Your goal: Write out the whole listing exactly as it stands.
BEGIN Listing
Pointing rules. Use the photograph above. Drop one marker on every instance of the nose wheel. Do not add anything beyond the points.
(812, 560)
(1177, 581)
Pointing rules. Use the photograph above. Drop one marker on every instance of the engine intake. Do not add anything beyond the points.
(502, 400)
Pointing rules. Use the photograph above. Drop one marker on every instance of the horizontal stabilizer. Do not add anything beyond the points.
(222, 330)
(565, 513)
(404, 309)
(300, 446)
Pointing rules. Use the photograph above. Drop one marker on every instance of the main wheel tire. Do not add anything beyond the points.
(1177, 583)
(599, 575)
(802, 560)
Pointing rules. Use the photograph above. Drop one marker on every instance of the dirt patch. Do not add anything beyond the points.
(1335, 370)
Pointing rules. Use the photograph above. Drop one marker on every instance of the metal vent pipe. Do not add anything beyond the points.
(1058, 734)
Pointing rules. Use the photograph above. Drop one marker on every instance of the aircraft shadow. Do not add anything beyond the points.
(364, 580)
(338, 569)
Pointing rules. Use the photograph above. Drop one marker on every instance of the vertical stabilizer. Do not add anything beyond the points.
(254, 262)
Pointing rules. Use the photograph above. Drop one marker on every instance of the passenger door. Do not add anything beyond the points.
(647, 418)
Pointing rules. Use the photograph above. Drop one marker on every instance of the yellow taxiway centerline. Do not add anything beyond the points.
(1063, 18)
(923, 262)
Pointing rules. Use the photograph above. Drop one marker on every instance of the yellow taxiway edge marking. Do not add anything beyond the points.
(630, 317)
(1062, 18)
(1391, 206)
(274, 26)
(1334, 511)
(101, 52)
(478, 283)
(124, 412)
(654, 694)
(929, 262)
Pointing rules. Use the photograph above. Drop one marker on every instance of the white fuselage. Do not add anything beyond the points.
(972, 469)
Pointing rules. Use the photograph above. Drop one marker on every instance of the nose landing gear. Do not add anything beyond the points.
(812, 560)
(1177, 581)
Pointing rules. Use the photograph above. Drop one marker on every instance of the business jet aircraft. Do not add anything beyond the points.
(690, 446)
END Listing
The reply:
Pointing rules. Use the photograph above. Drop one marker on every instance of the nose wheel. Do not add anything beyond the points.
(812, 560)
(1177, 581)
Pointing rules. Use the photograph above. Drop one marker on every instance of the engine intake. Do not add anything beyond the points.
(502, 400)
Pointing rules. Use the photograph above. Drop one marker on every instance of the horizontal stabilizer. Do not add anything beyond the points.
(222, 330)
(565, 513)
(404, 309)
(300, 446)
Pointing rules. Use the photograph above. Drop one marker on every instance of the main wheel tire. Do not add anything beyond the points.
(1177, 583)
(599, 575)
(802, 560)
Pointing rules. Use the photograph above. Drop one marker on every instance of the dirt patch. Do not add anything beyond the points.
(1335, 370)
Pointing rules. Use the photograph above. Drop one marker on every instance of the metal vent pipe. Do not add anything beyond the points.
(1058, 734)
Pointing rules. Use the photograph above. Drop one marker on every instance of the aircraft shadow. Do not add anything beyond the points.
(364, 580)
(338, 569)
Pointing rules. Use the photograph above. Drop one marker on every instance of the vertical stabilizer. Do not add anything beyond the points.
(254, 262)
Pointing rules. Use the photograph above. Drop one marker on every instance of the passenger door. Do not add anything beyond the points.
(647, 418)
Pointing rules. Use the photograph above. Drop one marker on every instance of the yellow taxiway centerline. Do not add anything beyond the points.
(1063, 18)
(923, 262)
Pointing rules. Use the photograph above. Drop one marker on every instance of the yellow taxiway edge marking. Do not add anything beyond the points.
(630, 317)
(1062, 18)
(1391, 206)
(274, 26)
(1334, 511)
(101, 52)
(478, 283)
(124, 412)
(654, 694)
(929, 262)
Pointing rules. Use the photograph above. Drop one marker on every instance of the white fuselage. Do not add anything beyond the points.
(972, 469)
Pointing rules. Use the photograph above. Drop one marker on every instance of the nose landing gear. Do not add anything beyond the points.
(812, 560)
(1177, 581)
Pointing rules. Use the photograph above. Drop one marker on every instance of the business jet aircraft. Do not add anything beyond the points.
(690, 446)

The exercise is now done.